What the task requires —
Render the data as a JSON list of strings, one string per line and blank lines omitted, beginning at the line containing "Return one point per instance of the roof." and continuing through the end of the data. Exclude the pictures from the list.

(Location identification items)

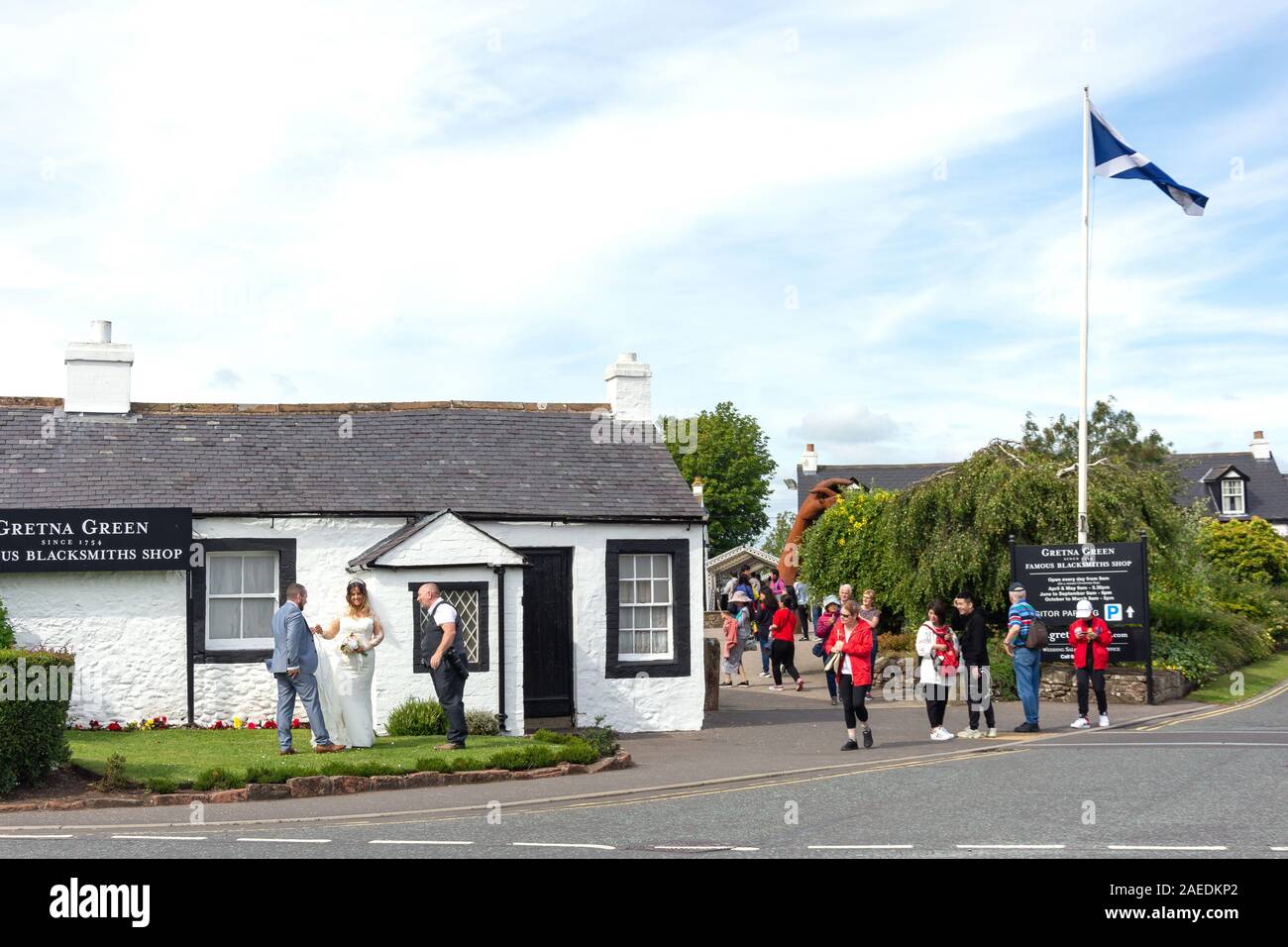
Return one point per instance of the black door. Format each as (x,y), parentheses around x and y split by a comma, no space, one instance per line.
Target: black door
(548,633)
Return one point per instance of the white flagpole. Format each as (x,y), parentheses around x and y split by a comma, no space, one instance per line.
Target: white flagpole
(1086,313)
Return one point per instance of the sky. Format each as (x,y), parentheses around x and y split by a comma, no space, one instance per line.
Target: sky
(859,222)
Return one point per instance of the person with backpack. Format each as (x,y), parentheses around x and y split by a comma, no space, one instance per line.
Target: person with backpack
(938,647)
(823,625)
(1025,634)
(737,628)
(784,644)
(1090,638)
(848,647)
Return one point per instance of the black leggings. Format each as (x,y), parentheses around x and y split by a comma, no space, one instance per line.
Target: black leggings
(784,655)
(1098,684)
(853,698)
(936,703)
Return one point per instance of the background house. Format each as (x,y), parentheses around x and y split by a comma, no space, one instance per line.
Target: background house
(1235,486)
(575,558)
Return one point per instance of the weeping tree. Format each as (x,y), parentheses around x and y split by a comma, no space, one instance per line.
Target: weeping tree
(951,532)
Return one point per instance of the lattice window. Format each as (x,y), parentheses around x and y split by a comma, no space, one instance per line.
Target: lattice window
(471,602)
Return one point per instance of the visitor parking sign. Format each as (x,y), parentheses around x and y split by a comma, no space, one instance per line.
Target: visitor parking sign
(1112,577)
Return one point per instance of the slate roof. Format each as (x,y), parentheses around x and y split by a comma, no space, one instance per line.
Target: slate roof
(481,459)
(880,475)
(1265,492)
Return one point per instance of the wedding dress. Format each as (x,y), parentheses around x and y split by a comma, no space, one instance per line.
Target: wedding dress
(344,684)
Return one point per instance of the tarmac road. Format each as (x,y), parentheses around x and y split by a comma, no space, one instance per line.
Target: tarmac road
(1203,785)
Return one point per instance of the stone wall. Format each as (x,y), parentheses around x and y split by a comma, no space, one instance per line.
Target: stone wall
(1122,684)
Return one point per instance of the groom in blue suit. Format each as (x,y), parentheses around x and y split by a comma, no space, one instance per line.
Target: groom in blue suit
(294,664)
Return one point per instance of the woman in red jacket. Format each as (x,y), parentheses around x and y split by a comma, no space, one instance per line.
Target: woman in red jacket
(1090,638)
(851,641)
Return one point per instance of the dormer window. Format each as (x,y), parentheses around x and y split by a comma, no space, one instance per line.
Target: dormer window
(1232,496)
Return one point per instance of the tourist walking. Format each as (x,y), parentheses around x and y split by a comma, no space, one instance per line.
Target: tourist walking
(763,613)
(1090,638)
(823,625)
(979,677)
(939,651)
(871,613)
(848,648)
(803,607)
(737,628)
(782,654)
(1025,655)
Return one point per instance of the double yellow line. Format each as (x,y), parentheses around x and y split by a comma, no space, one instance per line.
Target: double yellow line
(1282,686)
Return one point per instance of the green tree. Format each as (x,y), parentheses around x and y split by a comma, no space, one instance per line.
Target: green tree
(951,532)
(1248,551)
(7,635)
(732,457)
(776,539)
(1112,433)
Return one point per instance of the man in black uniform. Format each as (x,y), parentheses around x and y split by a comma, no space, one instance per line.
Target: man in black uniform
(446,665)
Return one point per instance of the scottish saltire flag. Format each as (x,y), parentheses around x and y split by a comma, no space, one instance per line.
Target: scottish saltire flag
(1116,158)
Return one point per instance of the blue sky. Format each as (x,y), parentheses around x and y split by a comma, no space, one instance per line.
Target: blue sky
(342,201)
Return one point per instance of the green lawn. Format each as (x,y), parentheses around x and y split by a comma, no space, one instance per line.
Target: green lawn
(179,755)
(1257,677)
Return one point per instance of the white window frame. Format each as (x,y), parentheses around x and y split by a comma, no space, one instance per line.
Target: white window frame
(1229,496)
(243,643)
(632,656)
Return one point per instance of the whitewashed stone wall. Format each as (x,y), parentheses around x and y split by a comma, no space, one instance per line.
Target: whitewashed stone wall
(629,703)
(128,630)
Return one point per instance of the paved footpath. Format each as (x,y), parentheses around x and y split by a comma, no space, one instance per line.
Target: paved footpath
(767,779)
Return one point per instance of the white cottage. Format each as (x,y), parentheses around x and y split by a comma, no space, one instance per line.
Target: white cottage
(570,544)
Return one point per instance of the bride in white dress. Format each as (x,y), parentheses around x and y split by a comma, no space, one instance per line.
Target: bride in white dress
(346,668)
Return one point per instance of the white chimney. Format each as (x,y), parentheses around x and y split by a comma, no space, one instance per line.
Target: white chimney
(1260,446)
(98,373)
(630,392)
(809,460)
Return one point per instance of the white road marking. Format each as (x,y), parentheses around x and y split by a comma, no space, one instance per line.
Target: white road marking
(416,841)
(1167,848)
(288,841)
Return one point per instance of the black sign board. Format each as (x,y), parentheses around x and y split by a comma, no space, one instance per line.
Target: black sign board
(110,540)
(1113,577)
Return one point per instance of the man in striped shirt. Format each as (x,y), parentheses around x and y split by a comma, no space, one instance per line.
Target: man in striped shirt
(1028,661)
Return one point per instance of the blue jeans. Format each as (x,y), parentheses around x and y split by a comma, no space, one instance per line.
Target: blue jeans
(1028,674)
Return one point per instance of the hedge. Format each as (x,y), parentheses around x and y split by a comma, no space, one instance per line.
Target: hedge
(33,729)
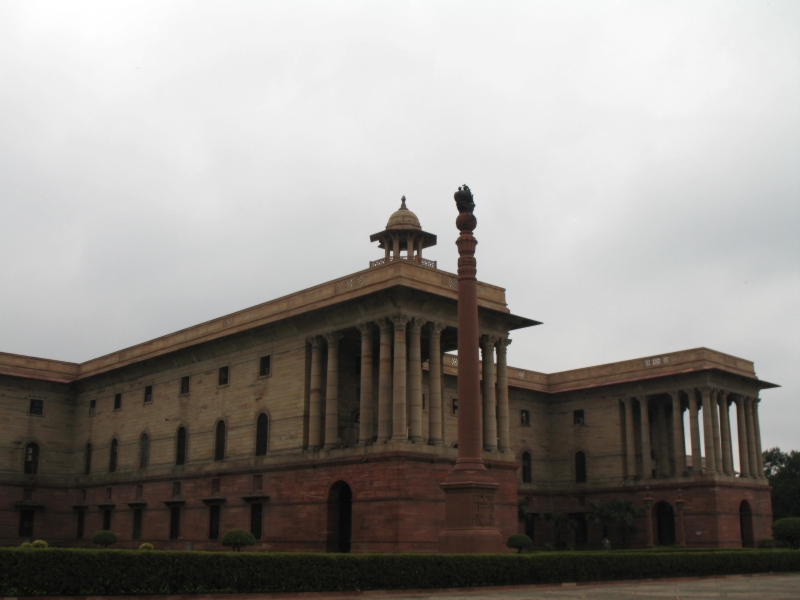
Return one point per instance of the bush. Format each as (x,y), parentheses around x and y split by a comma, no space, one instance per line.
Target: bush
(104,538)
(788,531)
(519,541)
(237,538)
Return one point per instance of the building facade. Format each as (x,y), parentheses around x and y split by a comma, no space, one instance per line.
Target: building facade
(327,420)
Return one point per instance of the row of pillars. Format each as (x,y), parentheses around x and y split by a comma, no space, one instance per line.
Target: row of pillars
(669,437)
(400,386)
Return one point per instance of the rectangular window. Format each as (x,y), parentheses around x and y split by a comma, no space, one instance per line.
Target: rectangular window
(81,524)
(174,522)
(26,523)
(256,519)
(137,523)
(213,522)
(265,366)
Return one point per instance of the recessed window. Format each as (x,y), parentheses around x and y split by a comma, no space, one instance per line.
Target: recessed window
(265,366)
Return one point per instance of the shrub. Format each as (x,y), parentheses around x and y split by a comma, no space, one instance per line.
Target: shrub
(237,538)
(104,538)
(519,541)
(788,531)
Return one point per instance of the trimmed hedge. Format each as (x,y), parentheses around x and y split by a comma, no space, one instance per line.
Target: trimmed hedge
(78,572)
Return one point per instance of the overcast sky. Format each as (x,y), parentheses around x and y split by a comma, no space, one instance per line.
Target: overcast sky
(636,168)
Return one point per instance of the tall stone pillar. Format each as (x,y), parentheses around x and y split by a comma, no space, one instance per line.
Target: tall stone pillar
(332,392)
(757,430)
(365,405)
(435,385)
(725,433)
(647,453)
(503,421)
(415,379)
(708,431)
(315,440)
(694,427)
(489,398)
(399,379)
(630,443)
(751,437)
(678,449)
(385,382)
(741,421)
(471,524)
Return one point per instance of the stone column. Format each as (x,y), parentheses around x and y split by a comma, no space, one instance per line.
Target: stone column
(365,406)
(757,431)
(489,398)
(385,382)
(332,392)
(647,460)
(678,449)
(435,385)
(399,378)
(725,433)
(708,430)
(415,379)
(630,443)
(694,430)
(741,421)
(503,421)
(751,438)
(315,440)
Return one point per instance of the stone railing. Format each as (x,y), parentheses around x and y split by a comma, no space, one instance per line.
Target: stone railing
(420,261)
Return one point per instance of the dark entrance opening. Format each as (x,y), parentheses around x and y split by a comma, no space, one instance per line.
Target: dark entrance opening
(746,524)
(340,517)
(665,524)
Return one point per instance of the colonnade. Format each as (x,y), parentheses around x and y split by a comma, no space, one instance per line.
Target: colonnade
(659,432)
(400,387)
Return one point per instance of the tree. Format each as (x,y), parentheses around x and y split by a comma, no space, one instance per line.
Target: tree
(618,513)
(237,538)
(783,473)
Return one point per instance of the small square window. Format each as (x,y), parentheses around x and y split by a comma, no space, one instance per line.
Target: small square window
(265,366)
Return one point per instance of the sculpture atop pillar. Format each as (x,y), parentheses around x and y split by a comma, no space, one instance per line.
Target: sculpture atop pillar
(470,520)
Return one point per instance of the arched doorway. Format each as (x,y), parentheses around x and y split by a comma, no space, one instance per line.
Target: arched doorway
(746,524)
(665,524)
(340,517)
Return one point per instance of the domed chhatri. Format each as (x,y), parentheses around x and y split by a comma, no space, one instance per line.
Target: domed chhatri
(403,233)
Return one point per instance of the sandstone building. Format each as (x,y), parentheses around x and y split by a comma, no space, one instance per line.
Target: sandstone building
(326,420)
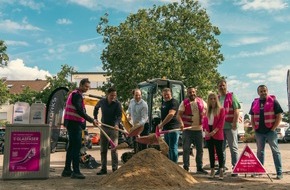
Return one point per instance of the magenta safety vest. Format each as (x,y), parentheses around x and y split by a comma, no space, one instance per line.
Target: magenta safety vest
(269,114)
(70,110)
(187,114)
(228,105)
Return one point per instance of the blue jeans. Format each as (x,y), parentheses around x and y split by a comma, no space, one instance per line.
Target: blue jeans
(231,136)
(192,137)
(272,139)
(75,143)
(172,141)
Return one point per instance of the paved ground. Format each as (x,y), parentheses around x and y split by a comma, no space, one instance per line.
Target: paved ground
(57,164)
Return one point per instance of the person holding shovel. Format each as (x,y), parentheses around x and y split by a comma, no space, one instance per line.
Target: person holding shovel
(190,114)
(138,112)
(169,109)
(75,118)
(111,115)
(213,124)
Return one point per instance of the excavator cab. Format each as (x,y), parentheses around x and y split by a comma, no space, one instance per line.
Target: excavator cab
(152,94)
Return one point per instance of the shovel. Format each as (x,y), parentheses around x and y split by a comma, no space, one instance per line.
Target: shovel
(113,146)
(111,127)
(153,138)
(136,130)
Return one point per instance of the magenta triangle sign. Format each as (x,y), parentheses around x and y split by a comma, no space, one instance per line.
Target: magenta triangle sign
(248,163)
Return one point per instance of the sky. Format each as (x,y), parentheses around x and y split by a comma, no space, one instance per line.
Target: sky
(43,35)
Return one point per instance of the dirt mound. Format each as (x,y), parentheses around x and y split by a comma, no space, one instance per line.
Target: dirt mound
(146,170)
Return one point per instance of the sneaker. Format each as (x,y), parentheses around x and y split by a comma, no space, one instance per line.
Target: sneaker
(256,175)
(201,171)
(102,172)
(77,176)
(66,173)
(279,176)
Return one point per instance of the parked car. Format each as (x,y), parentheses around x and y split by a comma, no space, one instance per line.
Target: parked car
(95,138)
(287,135)
(281,134)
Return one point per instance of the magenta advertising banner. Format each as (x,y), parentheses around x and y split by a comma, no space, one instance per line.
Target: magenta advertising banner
(24,152)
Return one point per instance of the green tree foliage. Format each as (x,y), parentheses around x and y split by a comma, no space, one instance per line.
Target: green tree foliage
(286,117)
(4,93)
(3,56)
(176,41)
(60,80)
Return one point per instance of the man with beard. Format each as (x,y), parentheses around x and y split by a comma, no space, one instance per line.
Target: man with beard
(266,114)
(190,114)
(75,118)
(232,106)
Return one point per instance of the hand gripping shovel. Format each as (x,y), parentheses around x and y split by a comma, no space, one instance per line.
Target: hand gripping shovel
(153,138)
(122,145)
(113,146)
(109,126)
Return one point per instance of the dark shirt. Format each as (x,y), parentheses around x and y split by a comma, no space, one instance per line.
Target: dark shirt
(166,106)
(111,113)
(77,102)
(262,127)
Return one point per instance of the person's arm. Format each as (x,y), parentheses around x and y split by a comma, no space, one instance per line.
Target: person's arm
(167,118)
(179,118)
(236,107)
(144,114)
(179,115)
(118,115)
(277,121)
(77,102)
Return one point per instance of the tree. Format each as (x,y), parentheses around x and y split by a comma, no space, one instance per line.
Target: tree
(286,117)
(60,80)
(27,95)
(4,93)
(175,40)
(3,56)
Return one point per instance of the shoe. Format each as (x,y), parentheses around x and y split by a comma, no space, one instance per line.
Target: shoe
(77,176)
(201,171)
(102,172)
(256,175)
(212,173)
(279,176)
(66,173)
(221,175)
(218,171)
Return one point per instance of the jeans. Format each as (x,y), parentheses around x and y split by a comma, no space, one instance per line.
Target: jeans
(272,139)
(192,137)
(172,141)
(231,136)
(104,143)
(74,147)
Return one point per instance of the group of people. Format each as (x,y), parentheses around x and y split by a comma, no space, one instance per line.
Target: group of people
(215,120)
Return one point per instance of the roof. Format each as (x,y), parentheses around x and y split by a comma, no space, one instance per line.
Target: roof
(17,86)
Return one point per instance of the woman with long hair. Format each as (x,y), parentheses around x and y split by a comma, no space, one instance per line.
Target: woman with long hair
(213,124)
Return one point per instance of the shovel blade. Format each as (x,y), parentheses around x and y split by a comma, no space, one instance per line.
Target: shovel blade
(150,139)
(135,131)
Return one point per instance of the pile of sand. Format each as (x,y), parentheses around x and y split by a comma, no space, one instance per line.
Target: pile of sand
(146,170)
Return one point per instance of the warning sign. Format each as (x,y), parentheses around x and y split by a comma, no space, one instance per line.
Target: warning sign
(248,163)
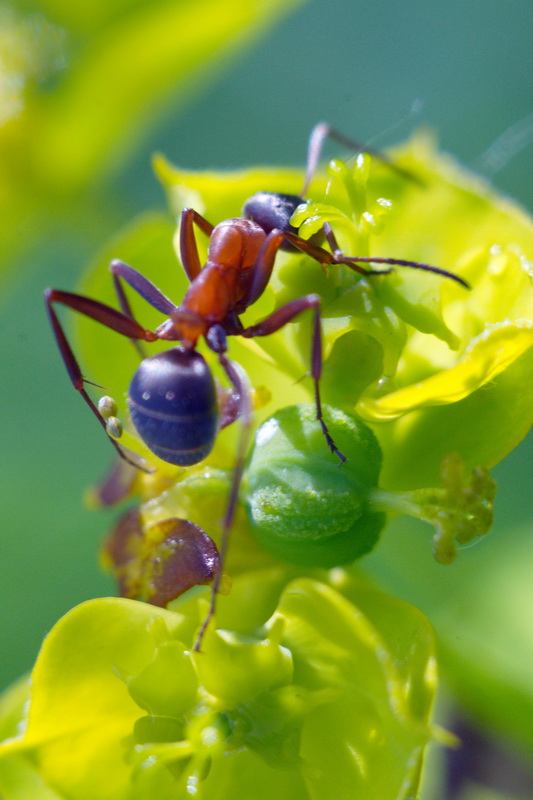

Answer below —
[
  "Return one point per instance of the roof. Format each as (x,y), parentheses around x and y split by a comma, no space, one instance per line.",
  "Target: roof",
  "(17,86)",
  "Return one point per instance of the woman with long hair. Format each as (x,y), parentheses around x and y split by a comma, no space, one instance per line.",
  "Target: woman with long hair",
  "(213,124)",
  "Return one point per instance of the shovel blade. Format each as (x,y), parentheses around x and y split by a comma, no space, one instance per line.",
  "Target: shovel blade",
  "(150,139)",
  "(135,131)",
  "Return one point per instance of the pile of sand. Format each as (x,y), parentheses around x and y split by a comma, no space, one instance per line.",
  "Target: pile of sand",
  "(146,170)",
  "Return one point per instance of the warning sign. Format each as (x,y), parentheses around x and y split by a comma, no space, one instance per line.",
  "Target: warning sign",
  "(248,163)"
]